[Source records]
==================================================
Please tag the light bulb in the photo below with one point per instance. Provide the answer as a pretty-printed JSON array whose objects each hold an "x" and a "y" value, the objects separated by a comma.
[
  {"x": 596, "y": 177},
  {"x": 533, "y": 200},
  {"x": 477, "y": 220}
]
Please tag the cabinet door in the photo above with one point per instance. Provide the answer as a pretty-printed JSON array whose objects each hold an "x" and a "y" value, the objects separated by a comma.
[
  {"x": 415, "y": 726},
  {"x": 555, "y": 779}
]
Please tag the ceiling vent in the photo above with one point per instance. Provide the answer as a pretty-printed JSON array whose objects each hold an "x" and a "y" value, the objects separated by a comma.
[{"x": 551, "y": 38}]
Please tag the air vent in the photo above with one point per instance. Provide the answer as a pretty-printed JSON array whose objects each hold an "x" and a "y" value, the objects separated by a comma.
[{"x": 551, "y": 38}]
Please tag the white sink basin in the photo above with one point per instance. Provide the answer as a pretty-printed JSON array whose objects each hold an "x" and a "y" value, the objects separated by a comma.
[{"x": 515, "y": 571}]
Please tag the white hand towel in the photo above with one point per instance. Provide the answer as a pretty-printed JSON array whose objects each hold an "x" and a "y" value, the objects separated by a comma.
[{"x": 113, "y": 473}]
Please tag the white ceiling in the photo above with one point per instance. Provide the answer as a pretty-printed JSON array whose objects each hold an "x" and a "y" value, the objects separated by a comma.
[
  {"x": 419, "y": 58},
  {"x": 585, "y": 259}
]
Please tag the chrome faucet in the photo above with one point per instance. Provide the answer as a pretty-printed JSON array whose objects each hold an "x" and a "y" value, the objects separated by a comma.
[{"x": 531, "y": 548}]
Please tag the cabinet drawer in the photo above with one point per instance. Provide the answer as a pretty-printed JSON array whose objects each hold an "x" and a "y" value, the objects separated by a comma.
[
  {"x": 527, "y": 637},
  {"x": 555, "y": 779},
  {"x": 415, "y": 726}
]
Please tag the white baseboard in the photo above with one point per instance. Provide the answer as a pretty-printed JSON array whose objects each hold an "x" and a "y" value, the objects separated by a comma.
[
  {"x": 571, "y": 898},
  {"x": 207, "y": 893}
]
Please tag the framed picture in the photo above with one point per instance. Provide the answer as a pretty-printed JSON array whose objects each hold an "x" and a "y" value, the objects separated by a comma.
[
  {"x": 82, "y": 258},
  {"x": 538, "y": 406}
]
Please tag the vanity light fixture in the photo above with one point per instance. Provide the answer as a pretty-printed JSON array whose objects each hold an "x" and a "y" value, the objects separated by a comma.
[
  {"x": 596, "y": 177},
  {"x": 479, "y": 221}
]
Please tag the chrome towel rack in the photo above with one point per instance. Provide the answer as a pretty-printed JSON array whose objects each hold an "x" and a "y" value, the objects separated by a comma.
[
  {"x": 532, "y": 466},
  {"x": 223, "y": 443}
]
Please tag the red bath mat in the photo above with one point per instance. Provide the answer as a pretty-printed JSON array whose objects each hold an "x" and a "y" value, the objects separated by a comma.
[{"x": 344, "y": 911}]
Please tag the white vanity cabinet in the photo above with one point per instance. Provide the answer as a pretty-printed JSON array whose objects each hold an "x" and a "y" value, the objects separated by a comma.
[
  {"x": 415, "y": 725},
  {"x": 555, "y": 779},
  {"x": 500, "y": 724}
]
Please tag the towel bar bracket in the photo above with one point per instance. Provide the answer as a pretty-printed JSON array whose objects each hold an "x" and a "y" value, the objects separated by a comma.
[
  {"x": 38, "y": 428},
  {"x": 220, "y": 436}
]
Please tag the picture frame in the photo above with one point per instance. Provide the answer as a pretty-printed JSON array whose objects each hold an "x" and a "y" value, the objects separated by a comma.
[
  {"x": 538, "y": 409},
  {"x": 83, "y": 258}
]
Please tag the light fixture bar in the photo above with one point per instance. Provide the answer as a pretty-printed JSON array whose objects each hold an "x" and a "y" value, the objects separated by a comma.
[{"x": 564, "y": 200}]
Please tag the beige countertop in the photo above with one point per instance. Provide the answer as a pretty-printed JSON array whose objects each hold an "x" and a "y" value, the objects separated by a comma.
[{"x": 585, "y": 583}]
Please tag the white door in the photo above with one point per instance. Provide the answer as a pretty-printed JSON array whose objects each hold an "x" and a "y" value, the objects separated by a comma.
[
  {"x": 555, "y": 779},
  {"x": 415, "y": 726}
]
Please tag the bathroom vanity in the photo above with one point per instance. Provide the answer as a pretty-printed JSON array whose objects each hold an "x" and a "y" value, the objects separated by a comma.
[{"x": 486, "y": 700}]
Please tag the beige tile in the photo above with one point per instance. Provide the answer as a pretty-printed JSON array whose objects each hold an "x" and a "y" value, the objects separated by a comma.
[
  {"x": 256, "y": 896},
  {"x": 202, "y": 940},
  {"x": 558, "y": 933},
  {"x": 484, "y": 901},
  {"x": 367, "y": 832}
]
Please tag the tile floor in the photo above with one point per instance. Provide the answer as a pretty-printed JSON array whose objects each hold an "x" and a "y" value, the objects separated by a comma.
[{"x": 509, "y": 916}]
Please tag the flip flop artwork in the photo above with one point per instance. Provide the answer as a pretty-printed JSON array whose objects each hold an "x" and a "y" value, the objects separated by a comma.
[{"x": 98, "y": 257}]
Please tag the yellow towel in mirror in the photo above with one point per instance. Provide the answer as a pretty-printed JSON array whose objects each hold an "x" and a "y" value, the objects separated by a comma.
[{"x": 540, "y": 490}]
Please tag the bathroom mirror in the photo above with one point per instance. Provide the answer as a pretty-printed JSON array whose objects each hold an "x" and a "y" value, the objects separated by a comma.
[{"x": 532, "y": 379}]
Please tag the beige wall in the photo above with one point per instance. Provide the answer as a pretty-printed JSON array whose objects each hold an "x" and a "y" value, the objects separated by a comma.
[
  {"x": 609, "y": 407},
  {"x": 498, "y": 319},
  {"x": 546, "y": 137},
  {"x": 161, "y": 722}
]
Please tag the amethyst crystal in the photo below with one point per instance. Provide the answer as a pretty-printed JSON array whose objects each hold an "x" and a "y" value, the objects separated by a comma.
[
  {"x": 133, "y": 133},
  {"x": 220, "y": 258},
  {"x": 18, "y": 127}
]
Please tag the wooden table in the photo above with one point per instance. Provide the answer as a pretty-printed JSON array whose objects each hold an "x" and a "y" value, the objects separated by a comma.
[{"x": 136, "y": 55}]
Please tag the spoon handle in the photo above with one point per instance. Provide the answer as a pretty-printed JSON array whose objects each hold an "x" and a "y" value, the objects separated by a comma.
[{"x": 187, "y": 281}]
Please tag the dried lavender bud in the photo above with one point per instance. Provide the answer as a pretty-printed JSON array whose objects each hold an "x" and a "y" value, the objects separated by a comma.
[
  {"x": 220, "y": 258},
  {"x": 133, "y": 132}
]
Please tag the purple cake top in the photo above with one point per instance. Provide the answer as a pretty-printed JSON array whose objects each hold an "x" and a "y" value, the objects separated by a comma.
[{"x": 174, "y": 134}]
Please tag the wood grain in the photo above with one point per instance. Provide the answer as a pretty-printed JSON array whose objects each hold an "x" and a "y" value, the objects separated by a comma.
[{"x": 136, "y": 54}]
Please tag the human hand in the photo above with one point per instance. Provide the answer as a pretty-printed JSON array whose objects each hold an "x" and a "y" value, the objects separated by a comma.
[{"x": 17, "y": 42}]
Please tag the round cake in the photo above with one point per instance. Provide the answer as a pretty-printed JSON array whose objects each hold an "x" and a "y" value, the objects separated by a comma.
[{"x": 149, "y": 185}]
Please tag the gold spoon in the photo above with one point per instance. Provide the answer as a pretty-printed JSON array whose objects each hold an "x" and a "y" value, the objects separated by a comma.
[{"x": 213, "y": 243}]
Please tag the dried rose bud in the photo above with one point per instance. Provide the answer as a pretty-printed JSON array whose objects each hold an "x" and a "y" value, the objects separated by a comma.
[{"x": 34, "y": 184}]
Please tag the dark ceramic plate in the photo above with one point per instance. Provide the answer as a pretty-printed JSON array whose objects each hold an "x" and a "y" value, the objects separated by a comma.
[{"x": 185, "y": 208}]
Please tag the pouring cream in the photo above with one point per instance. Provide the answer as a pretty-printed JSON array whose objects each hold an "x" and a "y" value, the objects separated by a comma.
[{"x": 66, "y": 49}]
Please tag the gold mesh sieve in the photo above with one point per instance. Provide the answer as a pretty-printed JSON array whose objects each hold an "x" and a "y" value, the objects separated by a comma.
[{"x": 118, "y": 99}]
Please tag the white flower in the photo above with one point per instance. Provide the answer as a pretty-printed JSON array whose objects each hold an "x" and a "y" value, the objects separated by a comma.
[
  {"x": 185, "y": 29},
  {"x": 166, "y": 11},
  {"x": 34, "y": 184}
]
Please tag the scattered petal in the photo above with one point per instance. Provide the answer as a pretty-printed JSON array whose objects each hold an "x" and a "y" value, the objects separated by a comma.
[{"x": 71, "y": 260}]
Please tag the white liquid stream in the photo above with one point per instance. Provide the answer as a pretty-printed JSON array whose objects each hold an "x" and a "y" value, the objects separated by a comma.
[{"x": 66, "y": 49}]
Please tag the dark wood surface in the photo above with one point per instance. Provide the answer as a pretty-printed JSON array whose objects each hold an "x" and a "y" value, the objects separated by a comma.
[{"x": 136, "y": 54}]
==================================================
The line containing "Please tag the white liquid" and every line after it, through the last one above, should be written out word for word.

Please tag the white liquid stream in the photo above with one point per instance. Provide the answer as a pretty-printed JSON array whose objects each hold an "x" and a "y" value, the objects separated by a comma.
[{"x": 66, "y": 49}]
Please tag the dark wood surface in the photo above with one point per instance. Provide the answer as a pretty-printed JSON array whose objects each hold an "x" and a "y" value, the objects separated by a comma.
[{"x": 136, "y": 54}]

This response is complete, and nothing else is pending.